4. Compare with the Unix command ``diff test.treebank gold.treebank``
5. Rerun (2.) and (4.) after every change in concrete syntax; extend the tree set
and the gold standard after every new implemented function.
===Sources===
A //good// grammar book
- lots of inflection paradigms
- reasonable chapter on syntax
- traditional terminology for grammatical concepts
A //good// dictionary
- inflection information about words
- verb subcategorization (i.e. case and preposition of complements)
Wikipedia article on the language
Google as "gold standard": is it //rucola// or //ruccola//?
Google translation for suggestions (can't be trusted, though!)
===Compiling the library===
The current development library sources are in ``GF/lib/src``.
Use ``make`` in this directory to compile the libraries.
Use ``runghc Make lang api langs=Mar`` to compile just the language ``Mar``.
==Assignment: a good start==
1. Build a directory and a set of files for your target language.
2. Implement some categories, morphological paradigms, and syntax rules.
3. Give the ``lin`` rules of at least 100 entries in ``Lexicon``.
4. Send us: your source files and a treebank of 100 trees with linearizations
in English and your target language. These linearizations should be correct,
and directly generated from your grammar implementation.

- [Dataset content]

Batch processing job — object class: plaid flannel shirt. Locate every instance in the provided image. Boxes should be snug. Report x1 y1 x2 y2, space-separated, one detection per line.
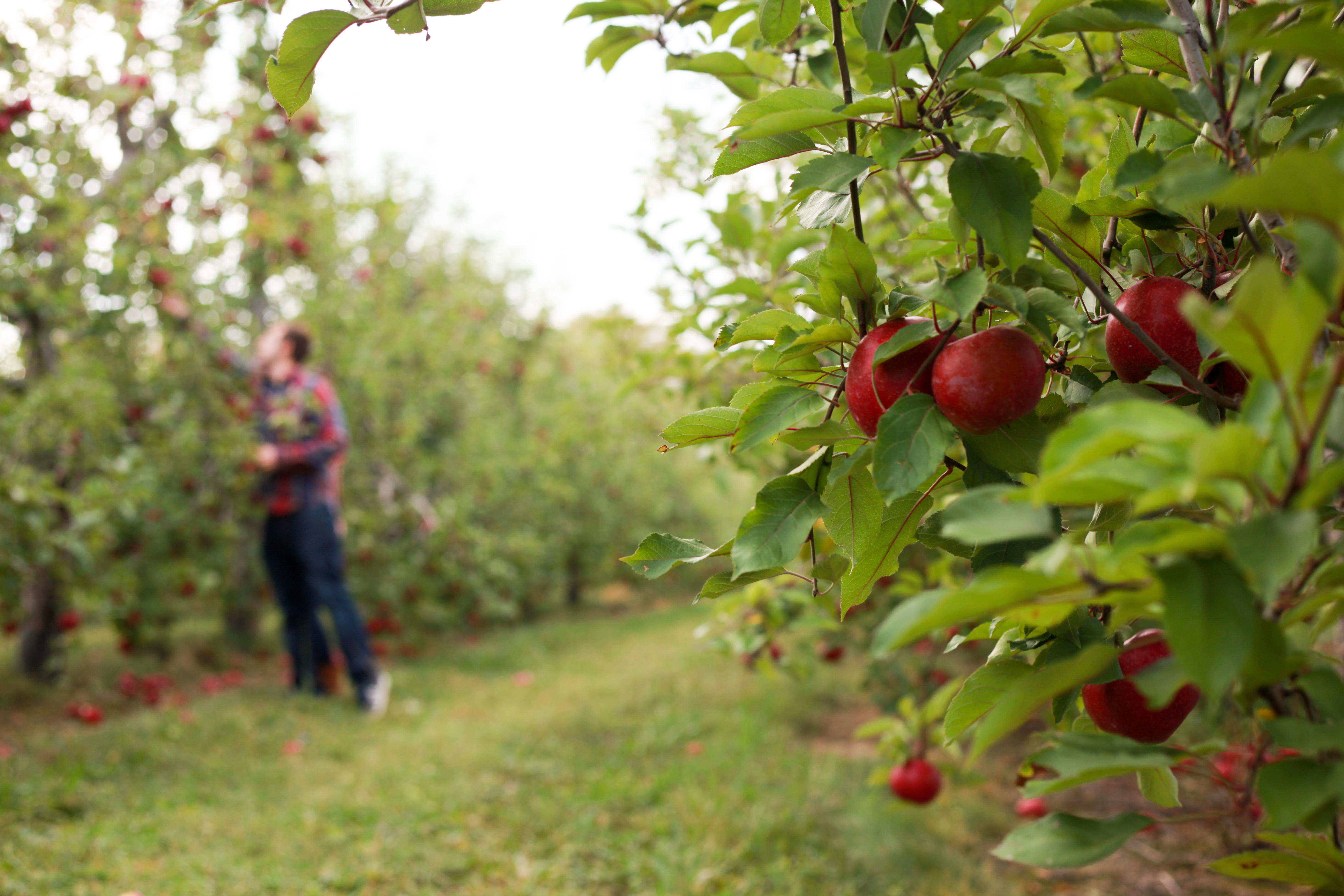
253 367 349 516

- [Task to carry out] Reproduce word for word the section of the grammar library text above, from "Google translation for" to "and syntax rules.".

- [Solved exercise]
Google translation for suggestions (can't be trusted, though!)
===Compiling the library===
The current development library sources are in ``GF/lib/src``.
Use ``make`` in this directory to compile the libraries.
Use ``runghc Make lang api langs=Mar`` to compile just the language ``Mar``.
==Assignment: a good start==
1. Build a directory and a set of files for your target language.
2. Implement some categories, morphological paradigms, and syntax rules.